DATASET CONTENT

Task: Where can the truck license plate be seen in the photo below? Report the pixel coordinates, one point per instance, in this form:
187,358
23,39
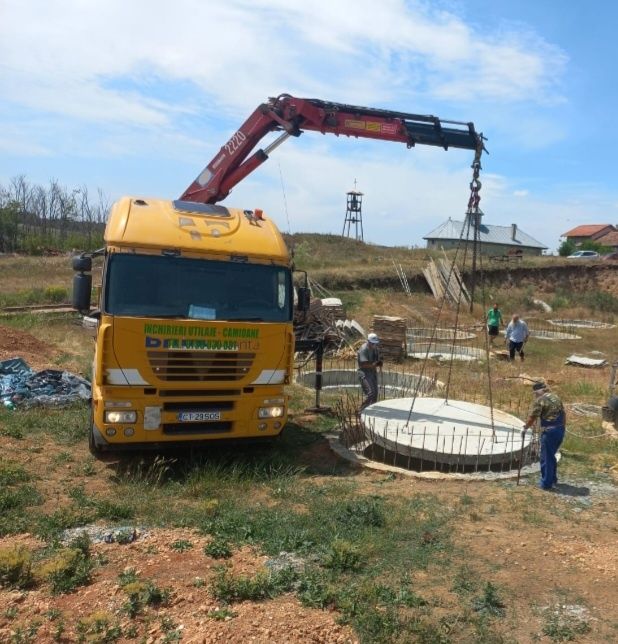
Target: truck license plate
198,416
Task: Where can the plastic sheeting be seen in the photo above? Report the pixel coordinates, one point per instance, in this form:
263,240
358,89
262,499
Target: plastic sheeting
21,386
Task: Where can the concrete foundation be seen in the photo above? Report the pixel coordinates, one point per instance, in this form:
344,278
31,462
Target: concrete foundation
427,333
450,432
583,324
544,334
418,351
393,383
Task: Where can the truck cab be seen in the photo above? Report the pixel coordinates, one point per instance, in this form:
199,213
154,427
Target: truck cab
194,338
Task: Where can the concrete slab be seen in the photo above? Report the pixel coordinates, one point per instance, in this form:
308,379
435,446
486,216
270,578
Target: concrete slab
451,432
439,351
427,333
583,324
393,382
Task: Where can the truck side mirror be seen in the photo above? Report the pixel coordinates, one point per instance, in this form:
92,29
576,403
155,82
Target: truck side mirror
82,283
82,263
304,298
82,289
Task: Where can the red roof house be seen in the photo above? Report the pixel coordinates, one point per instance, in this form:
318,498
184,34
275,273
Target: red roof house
587,232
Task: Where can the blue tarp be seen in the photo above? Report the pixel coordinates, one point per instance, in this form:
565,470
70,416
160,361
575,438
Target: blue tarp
24,387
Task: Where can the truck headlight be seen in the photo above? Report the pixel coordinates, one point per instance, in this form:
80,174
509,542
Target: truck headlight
120,416
270,412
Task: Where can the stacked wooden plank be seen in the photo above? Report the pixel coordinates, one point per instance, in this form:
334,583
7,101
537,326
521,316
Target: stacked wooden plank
445,281
333,307
392,334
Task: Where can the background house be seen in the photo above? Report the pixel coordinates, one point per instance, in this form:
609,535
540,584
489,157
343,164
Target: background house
495,240
588,232
609,239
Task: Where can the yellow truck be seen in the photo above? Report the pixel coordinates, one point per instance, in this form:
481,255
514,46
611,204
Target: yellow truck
194,335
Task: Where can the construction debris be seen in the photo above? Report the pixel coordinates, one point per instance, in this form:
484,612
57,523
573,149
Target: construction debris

TO DO
Please give the records again word for word, omitting all images.

ANSWER SECTION
Task: Where can the truck license plate be seen in the photo below? Report the pixel coordinates, one point per instance, in this form:
187,358
23,39
Target: truck license plate
198,416
Task: Where can the plastic sheeting be seen in the photo above? Report the pixel coordinates, one point per instance, in this form:
263,240
358,89
262,499
Target: plastic sheeting
21,386
Task: Where can the concrete foundation be seen in the photo above? Report the pixel coordinates, one point per instance, in this form:
344,278
31,462
Target: concrete foundation
427,333
450,432
583,324
544,334
418,351
393,383
Task: Where can the truck cab be seen in the photo above? Report the pixel coordinates, one point per instance, in this form:
199,213
154,427
Target: truck cab
194,338
Task: Where can the concrete slab be seen in the photo above? Report the pixel coordinates, one point per instance, in this form:
308,379
435,446
486,216
270,578
Target: concrete slab
451,432
439,351
427,333
583,324
393,382
Task: Where can the truck side mirror be seen in the photo above? Report the pixel coordinates, one point per instance, in this form:
92,29
576,403
155,82
Target: truck side mirror
82,283
82,263
304,298
82,289
Task: Where can the red roof house be seen in the photo above? Report the pixel coordinates, one point per instance, in this form:
318,498
184,34
275,273
Target: red roof house
587,232
Task: Where can the blue tarp be seen in the photo above? Report the pixel coordinates, one point per instance, in this form:
565,470
70,416
160,361
575,438
Target: blue tarp
24,387
Task: Where can the truck headlight be seen in the photo above? Report the pixel coordinates, one point per instance, in this form:
80,174
509,542
Target: truck headlight
120,416
270,412
Task: Where can the stacked wooden plank be seen in the photo above? Report the pixel coordinates, one point per instance, in this form:
334,583
7,101
537,326
521,316
Target: stacked wooden plank
445,281
333,307
392,334
Task: Where can the background house be seen in the photo above? Report the pixel coordinates, one point per instance, in this form:
609,535
540,584
489,157
343,164
Target: background house
495,240
588,232
609,239
Task: Where can the yellow truck be seen in the photo above? Report the pixel coordinates, one point per instance, in this form:
481,255
514,46
611,204
Target: yellow truck
194,335
Task: Where can the construction debris be seen in the photo above? Report the pixel coordinates, one point per instance, in this form:
484,612
57,523
573,149
Target: construction debris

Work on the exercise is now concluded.